> **What this task involves**
Exact copies of all the entries are required.

Region pointing data
───
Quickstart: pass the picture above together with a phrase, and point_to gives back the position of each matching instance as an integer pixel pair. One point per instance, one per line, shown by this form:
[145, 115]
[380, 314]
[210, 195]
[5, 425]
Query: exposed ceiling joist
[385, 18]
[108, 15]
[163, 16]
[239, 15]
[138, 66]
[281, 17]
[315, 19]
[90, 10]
───
> **Task answer**
Quickstart: pass the picture above together with a phrase, and point_to gives back the position of each matching instance as an integer pixel pair. One point per instance, one per line, shown by this form:
[145, 115]
[380, 314]
[210, 195]
[5, 425]
Query: exposed ceiling joist
[385, 18]
[108, 15]
[163, 16]
[239, 15]
[138, 66]
[281, 17]
[315, 19]
[90, 10]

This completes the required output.